- Objective
Duplicate the lines below word for word.

Point labeling examples
<<<<

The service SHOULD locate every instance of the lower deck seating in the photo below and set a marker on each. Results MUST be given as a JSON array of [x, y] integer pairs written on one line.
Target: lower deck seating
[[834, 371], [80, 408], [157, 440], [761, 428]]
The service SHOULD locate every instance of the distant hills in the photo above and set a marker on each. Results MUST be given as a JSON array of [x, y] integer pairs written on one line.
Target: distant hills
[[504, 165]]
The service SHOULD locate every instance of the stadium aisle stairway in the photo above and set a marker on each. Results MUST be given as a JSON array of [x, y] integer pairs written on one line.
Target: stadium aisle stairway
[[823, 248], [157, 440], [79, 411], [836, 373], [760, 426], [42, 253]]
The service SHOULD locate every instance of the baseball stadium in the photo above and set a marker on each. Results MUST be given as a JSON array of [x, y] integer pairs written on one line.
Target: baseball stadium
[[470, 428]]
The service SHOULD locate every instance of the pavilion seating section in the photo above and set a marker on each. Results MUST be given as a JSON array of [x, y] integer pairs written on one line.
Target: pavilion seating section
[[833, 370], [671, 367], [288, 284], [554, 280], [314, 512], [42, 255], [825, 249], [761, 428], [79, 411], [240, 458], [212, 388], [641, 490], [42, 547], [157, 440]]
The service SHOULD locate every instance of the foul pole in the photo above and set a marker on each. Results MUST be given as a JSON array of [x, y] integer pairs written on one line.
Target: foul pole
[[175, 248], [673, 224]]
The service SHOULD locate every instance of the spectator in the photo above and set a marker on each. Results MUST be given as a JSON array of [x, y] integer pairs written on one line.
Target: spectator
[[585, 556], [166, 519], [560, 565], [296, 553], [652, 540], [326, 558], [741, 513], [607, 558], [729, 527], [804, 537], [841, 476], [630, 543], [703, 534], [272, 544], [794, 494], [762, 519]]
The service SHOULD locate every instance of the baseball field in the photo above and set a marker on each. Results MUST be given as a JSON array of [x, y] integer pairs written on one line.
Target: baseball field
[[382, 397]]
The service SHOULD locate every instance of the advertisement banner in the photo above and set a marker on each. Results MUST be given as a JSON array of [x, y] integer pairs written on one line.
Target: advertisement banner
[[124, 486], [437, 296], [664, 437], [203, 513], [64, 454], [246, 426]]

>>>>

- Answer for this exercise
The service SHOULD locate every instance of the lower deck seating in the photo below and set a marker on each. Results MUST be given as a JSON array of [x, y] integer pairs written on one line.
Target: lower deck seating
[[834, 371], [80, 408], [157, 440], [761, 428]]
The service SHOULD locate every instance of the distant hills in the photo above and set a marker on each. Results MUST be given as a JSON array of [x, y] integer pairs written on one line.
Target: distant hills
[[504, 165]]
The service SHOULD locate every instance of the stadium aisle stairway in the photo above and set a marker on each. Results MUST be given as a JSON array of [x, y] integer pairs written on one line.
Target: stadium aisle stairway
[[823, 248], [157, 440], [79, 411], [836, 373], [760, 426], [42, 253]]
The service SHOULD locate every instance of the baseball stadium in the photo above and set a marker on each. Results MUST be given as a JSON array of [x, y] integer pairs written on one line.
Target: baseball stadium
[[470, 428]]
The service SHOULD locate every instance of the pavilion seating section in the photo above and set a marker on each. Results MUST be given as a JSON array of [x, y] integer pairs written on one line.
Target: pavilion seating section
[[833, 370], [671, 367], [288, 284], [554, 280], [314, 512], [42, 255], [825, 249], [761, 428], [79, 411], [240, 458], [212, 388], [641, 490], [42, 547], [157, 440]]
The service SHOULD locate every instance of the foul pole in the photo above and set a marker on each. Results MUST be given as a JSON array of [x, y] integer pairs written on one line.
Target: foul pole
[[175, 248], [673, 224]]
The service SHOULD locate every instance of the spectator in the photo above and set a marker on each. Results MUST be given as a JSON array of [x, y] integer pairs written on one line.
Target: spectator
[[585, 556], [166, 519], [560, 565], [296, 553], [652, 540], [326, 558], [741, 513], [607, 558], [729, 527], [804, 537], [841, 476], [630, 543], [703, 534], [272, 544], [794, 494], [762, 519]]
The service SHOULD locate every instance of the baseball field in the photo above and set a marker on each. Results MUST be given as a JSON array of [x, y] integer pairs written on one line.
Target: baseball field
[[382, 397]]
The service SHOULD locate every instance of the advertisement banner in the photo above and set a marker on each. Results MUST be given as a JSON array of [x, y] integer pairs written on one line.
Target: advertisement banner
[[124, 486], [437, 296], [664, 437], [203, 513], [64, 454], [246, 426]]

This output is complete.